▶ Using the information:
[a] Give all the keywords listed for the 3WM paper summary.
[b] In the 3WM paper summary, what do the authors choose as the physical control interface?
[c] Continue the 3WM paper summary from where it stops.

▶ Excerpt provided:

···

Unified 3D Scene Understanding Through Physical World Modeling¶

Conference: ICLR2026
OpenReview: https://openreview.net/forum?id=NQq9JLMfNN
Code: TBD
Area: 3D Vision
Keywords: 3D scene understanding, physical world model, optical flow control, novel view synthesis, depth estimation

TL;DR¶

3WM unifies RGB image patches, optical flow patches, and camera poses into a random-access probabilistic graphical model. Using GPT-style autoregressive prediction, it completes novel view synthesis (NVS), 3D object manipulation, and self-supervised depth estimation within a single prompt interface, outperforming specialized models on multiple real-world benchmarks.

Background & Motivation¶

Background: 3D scene understanding is typically decoupled into several independent tasks: depth estimation recovers geometric layers from a single image, novel view synthesis renders unseen viewpoints from observations, and 3D object manipulation moves or rotates local objects under a fixed camera. All these tasks essentially answer the same physical question: how do visible surfaces, occlusion relationships, and pixel motions change when the observer or objects change?

Limitations of Prior Work: Mainstream methods often model each task separately. Depth models prioritize visible regions but struggle to infer occluded back surfaces; NVS models generate images but often sacrifice geometric consistency or camera control precision; object editing methods based on dragging or diffusion inversion enable local changes but frequently suffer from background drift, identity shifts, or artifacts in original positions on real images. Furthermore, these systems cannot naturally share training signals: occlusion knowledge learned during object motion cannot be directly transferred to depth estimation or camera motion reasoning.

Key Challenge: 3D understanding requires a physical scene model capable of conditional reasoning across multiple variables, rather than a set of task-specific models with fixed inputs and outputs. Existing paradigms hardcode task boundaries into network architectures and training objectives, allowing models to only answer predefined questions. When users want to combine operations—such as removing an obstacle before moving the camera forward—the system lacks a unified state representation and composable reasoning paths.

Goal: The authors aim to build a unified model where RGB, optical flow, and camera poses are nodes in the same probabilistic graph. Consequently, NVS can be viewed as "predicting next-frame RGB given RGB and motion fields," object manipulation as "predicting edited RGB given RGB and local flow constraints," and depth estimation as "predicting geometry-induced flow given RGB and camera translation, then back-projecting to depth via parallax."

Key Insight: The paper selects optical flow as the physical control interface. Flow is both local and editable, directly describing pixel displacement caused by camera or object motion. Compared to using only camera poses, flow bypasses scale ambiguity; compared to text or implicit controls, it precisely specifies which regions move, by how much, and whether the background remains static.

Core Idea: Construct the physical scene as a queryable probabilistic graphical model using "local quantized tokens + pointer addresses + random-access autoregressive sequences," transforming different 3D tasks into distinct conditional reasoning paths within a single model.

Method¶

Overall Architecture¶

The input to 3WM is not a fixed image or depth map, but a set of addressed local variables: RGB tokens for a certain spatio-temporal patch, optical flow tokens for another, and global camera pose tokens. The model learns a conditional distribution \(\Psi(X, p)\): given a set of observed pointer-content pairs \(X\) and an unfilled address \(p\), it predicts the distribution of discrete content tokens for that address.

···

▶ Recorded data:

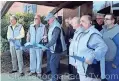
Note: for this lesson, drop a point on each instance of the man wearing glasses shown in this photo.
(110, 34)
(99, 21)
(37, 33)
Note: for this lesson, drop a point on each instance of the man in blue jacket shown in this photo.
(56, 44)
(110, 34)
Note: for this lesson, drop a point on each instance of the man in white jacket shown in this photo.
(89, 49)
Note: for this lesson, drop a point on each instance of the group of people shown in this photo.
(93, 49)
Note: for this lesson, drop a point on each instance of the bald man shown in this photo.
(99, 21)
(37, 33)
(90, 50)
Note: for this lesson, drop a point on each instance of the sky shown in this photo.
(98, 4)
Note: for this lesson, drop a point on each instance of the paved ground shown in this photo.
(6, 67)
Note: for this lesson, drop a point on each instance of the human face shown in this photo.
(37, 20)
(108, 20)
(74, 23)
(84, 22)
(66, 23)
(50, 20)
(12, 21)
(99, 19)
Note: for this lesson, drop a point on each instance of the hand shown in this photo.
(104, 80)
(44, 37)
(88, 61)
(70, 40)
(82, 59)
(94, 61)
(43, 49)
(11, 39)
(114, 66)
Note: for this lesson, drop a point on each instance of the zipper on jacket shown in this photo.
(83, 66)
(13, 31)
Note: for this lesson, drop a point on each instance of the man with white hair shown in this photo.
(99, 21)
(56, 45)
(89, 49)
(76, 25)
(37, 33)
(15, 33)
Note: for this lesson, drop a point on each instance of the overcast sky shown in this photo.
(98, 4)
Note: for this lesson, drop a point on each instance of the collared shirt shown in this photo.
(22, 32)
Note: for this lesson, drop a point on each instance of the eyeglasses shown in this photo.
(99, 18)
(107, 19)
(35, 18)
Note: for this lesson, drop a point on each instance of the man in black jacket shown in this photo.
(99, 22)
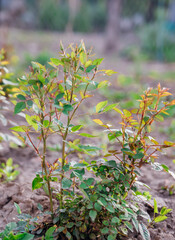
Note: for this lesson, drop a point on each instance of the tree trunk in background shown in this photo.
(74, 7)
(113, 25)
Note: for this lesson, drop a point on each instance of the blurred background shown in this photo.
(123, 26)
(136, 39)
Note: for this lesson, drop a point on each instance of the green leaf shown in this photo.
(110, 107)
(19, 128)
(31, 122)
(127, 113)
(103, 84)
(76, 128)
(17, 208)
(89, 148)
(67, 108)
(90, 68)
(19, 107)
(97, 61)
(92, 215)
(56, 61)
(21, 97)
(37, 183)
(83, 58)
(109, 72)
(136, 224)
(66, 183)
(86, 135)
(155, 206)
(24, 236)
(144, 231)
(160, 218)
(100, 106)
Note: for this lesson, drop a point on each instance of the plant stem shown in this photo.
(44, 158)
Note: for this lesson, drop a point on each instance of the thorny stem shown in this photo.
(64, 142)
(44, 156)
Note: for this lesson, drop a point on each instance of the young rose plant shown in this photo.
(98, 199)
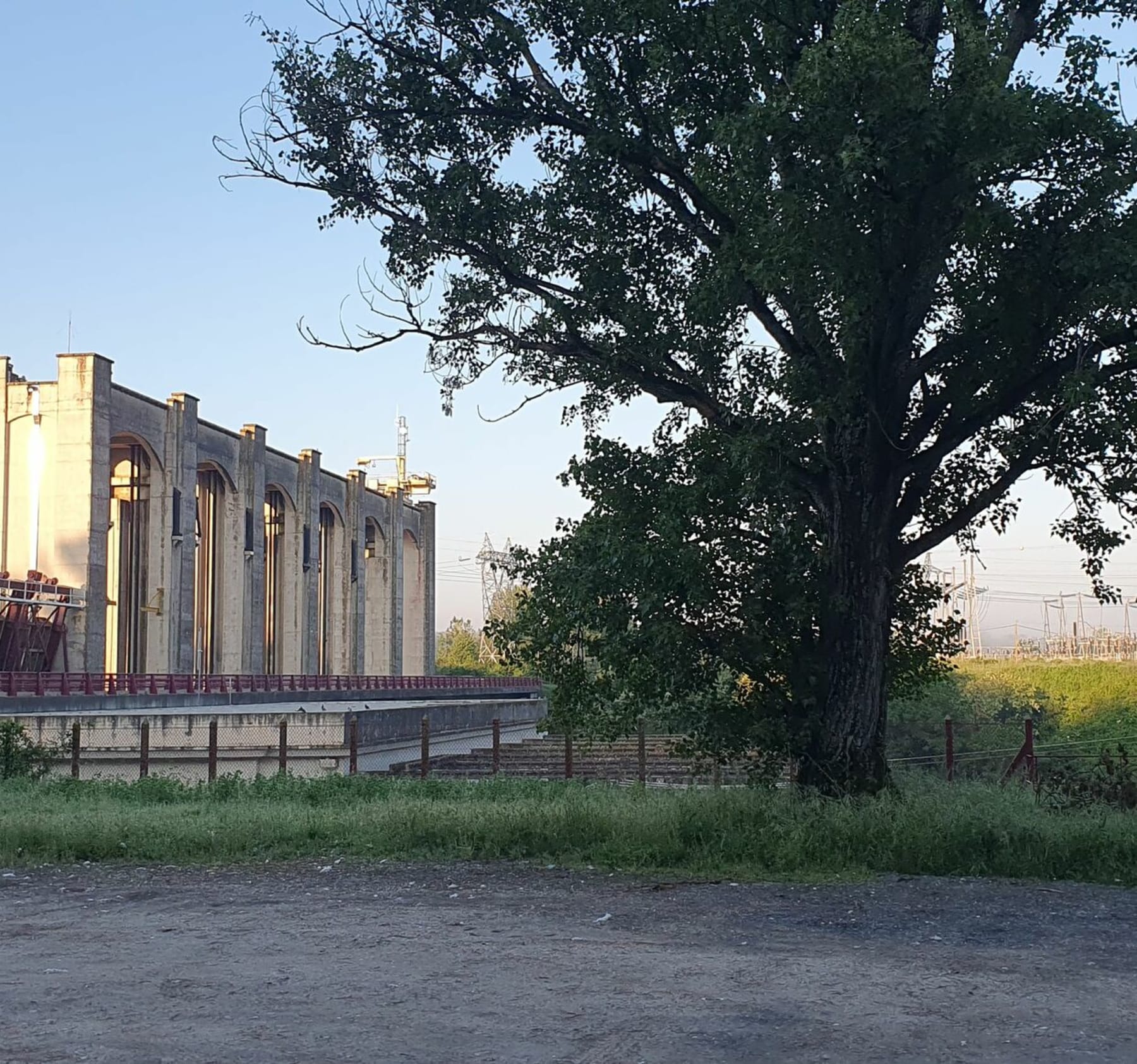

···

▶ Answer set:
[a] 3D scene understanding, physical world model, optical flow control, novel view synthesis, depth estimation

[b] Optical flow.

[c]
This design unifies multiple 3D tasks into the question of "which nodes to observe and which to predict." If the first-frame RGB and a dense flow field are observed to predict the second-frame RGB, it performs image generation for NVS or flow control. If RGB and sparse drag flow are observed to predict dense flow and then generate RGB, it performs object manipulation. If RGB and camera translation are observed to predict camera-induced flow and then back-project depth from flow magnitude, it performs self-supervised depth estimation.

%%{init: {'flowchart': {'rankSpacing': 24, 'nodeSpacing': 28, 'padding': 6, 'wrappingWidth': 400}}}%%
flowchart TD
    A["RGB / Optical Flow / Camera<br/>Physical Variables"] --> B["Local Quantized Encoding<br/>Independent Patch Tokens"]
    B --> C["Pointer-Content Sequence<br/>Random Access Nodes"]
    C --> D["3WM Autoregressive Model<br/>Predict Arbitrary Address Content"]
    D --> E["Flow as Control Interface<br/>Connecting Motion and Appearance"]
    E --> F["Zero-shot Task Paths<br/>NVS / Editing / Depth"]

Key Designs¶

1. Local Random-Access Sequences: Reformulating PGM as Trainable GPT-Style Prediction

The core abstraction is treating scene variables as nodes in a probabilistic graphical model. Each node has a unique pointer \(p\) representing its address in the spatio-temporal patch grid and modality; the node value \(v\) comes from a discrete codebook \(V\). The model learns \(\Psi:(X,p)\mapsto \{Pr[(p,v)|X]:v\in V\}\), which is the content distribution of an unobserved node given any set of observed nodes \(X\).

To make this PGM trainable with standard large-scale autoregression, the authors serialize samples into interleaved pointer and content tokens: \((p_0,v_0,p_1,v_1,\ldots)\). Pointer tokens can be externally specified, so the decoding order does not need to follow a raster scan (left-to-right), but can randomly access any patch. During training, random ordering is used to let the model adapt to completing any position given different observation subsets. In inference, users can treat "which node to predict next" as a control variable. This is critical because 3D tasks are inherently non-sequential: sometimes dense flow must be completed in parallel, sometimes local parts are filled before image generation, and sometimes reasoning must toggle between camera, flow, and RGB.

2. Strictly Local HLQ: Ensuring Local Edits Only Affect Local Variables

If a standard VQGAN or global latent is used to represent an image frame, a single token often mixes information from distant regions, making local replacement or resampling unpredictable. 3WM uses a Hierarchical Local Quantizer (HLQ), which employs a convolutional autoencoder with restricted receptive fields to encode each patch into a short sequence of tokens independently. The first code provide coarse appearance, and subsequent codes gradually add detail.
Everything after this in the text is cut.